### 文書の一部

コラム 「運動量」と「エネルギー」は兄弟?その2
上で、エネルギーと仕事の関係と、運動量と力積の関係を見ました。確かに似ていますが、これだけでは兄弟とは言えないかもしれません。
しかし、実は、これらは生まれもとても似ているのです。
突然ですが、我々は4次元の中に住んでいます。空間3次元と時間1次元です。
改めて仕事$W=\overrightarrow{F} x$と力積$\overrightarrow{I}=\overrightarrow{F}\times \Delta t$をながめてみましょう。どちらも力$\overrightarrow{F}$から生まれています。そしてその力$\overrightarrow{F}$に対して、仕事は空間$\overrightarrow{x}$を掛けており、力積は時間$\Delta t$を掛けているのです(積分という言葉が苦でなければ、仕事は空間で積分しており、力積は時間で積分しているということができます)。

### やること
1) 運動量とエネルギーのコラムの数式に出てくる記号を、それぞれが表すものと一緒に全部挙げてください。
2) 運動量とエネルギーのコラムを、最後の文のあとから書き続けてください。
ここから先の行は、別のところから持ってきたものです。

### 画像アノテーションデータ
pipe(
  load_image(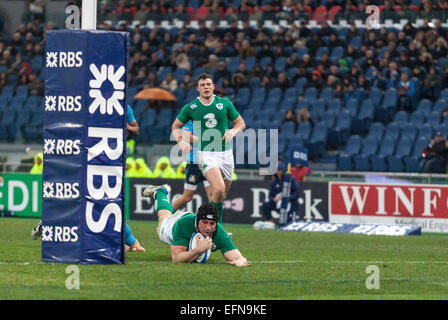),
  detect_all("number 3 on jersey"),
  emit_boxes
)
[204,113,218,128]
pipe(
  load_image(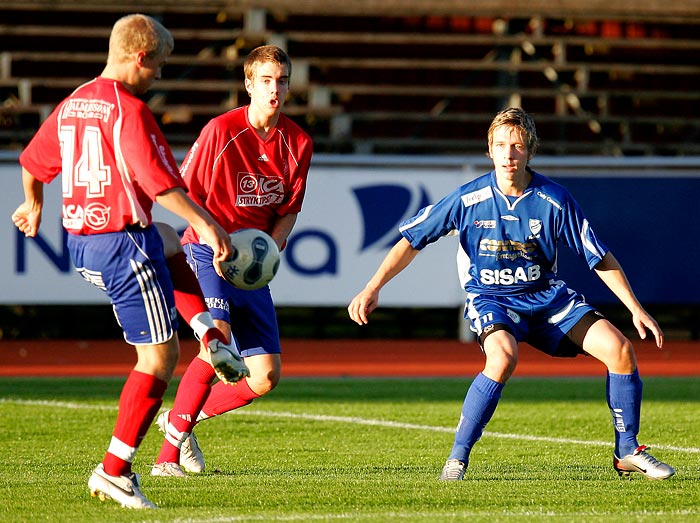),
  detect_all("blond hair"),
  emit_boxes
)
[488,107,540,157]
[107,14,175,63]
[243,45,292,81]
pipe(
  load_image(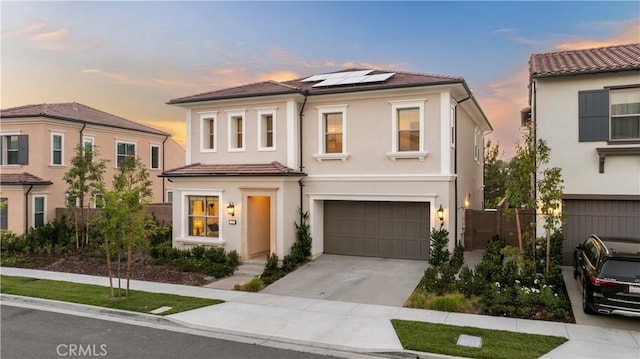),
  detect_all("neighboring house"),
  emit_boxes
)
[163,70,492,260]
[529,44,640,262]
[0,102,184,234]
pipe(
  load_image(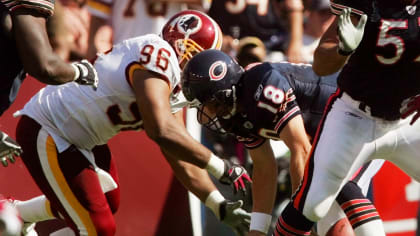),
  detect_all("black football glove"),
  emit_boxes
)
[72,59,98,90]
[219,160,252,194]
[219,200,251,236]
[400,95,420,125]
[0,131,23,167]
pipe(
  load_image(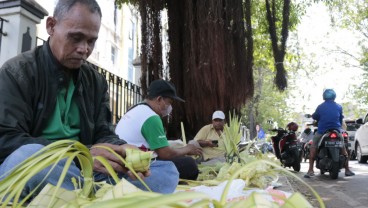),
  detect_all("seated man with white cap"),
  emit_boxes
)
[194,110,225,161]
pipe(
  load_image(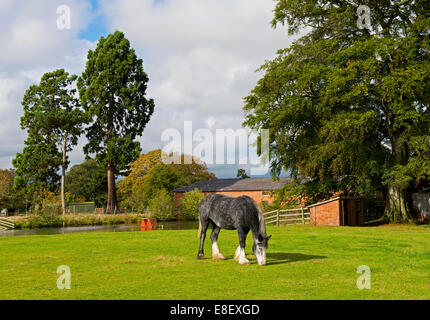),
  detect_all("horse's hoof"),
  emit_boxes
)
[212,253,225,260]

### 作業ごとの結果
1) W（仕事）、F（力）、x（空間）、I（力積）、Δt（時間）

2)
我々が住む4次元のうち、空間を掛けるか(空間で積分するか)、時間を掛けるか(時間で積分するか)という差なのです。いかがでしょうか。兄弟に見えてくるのではないでしょうか。
蛇足ながら、仕事はベクトルとベクトルを掛け算してスカラーになっています。一方で力積はベクトルとスカラーを掛け算してベクトルになっています。それゆえ、仕事やエネルギーはスカラー、一方、力積や運動量はベクトルになるのです。
この兄弟の一番の大きな違いはスカラー、ベクトルの違いだと思います。意識しておいてください。
運動量保存則 目次
2.2.「物体の運動量の変化は、物体が受けた力積に等しい」とはどういうこと?
コラム 「運動量」と「エネルギー」は兄弟?その2(⇐今ここ!)
3.1.運動量保存則はなぜ成り立つのか?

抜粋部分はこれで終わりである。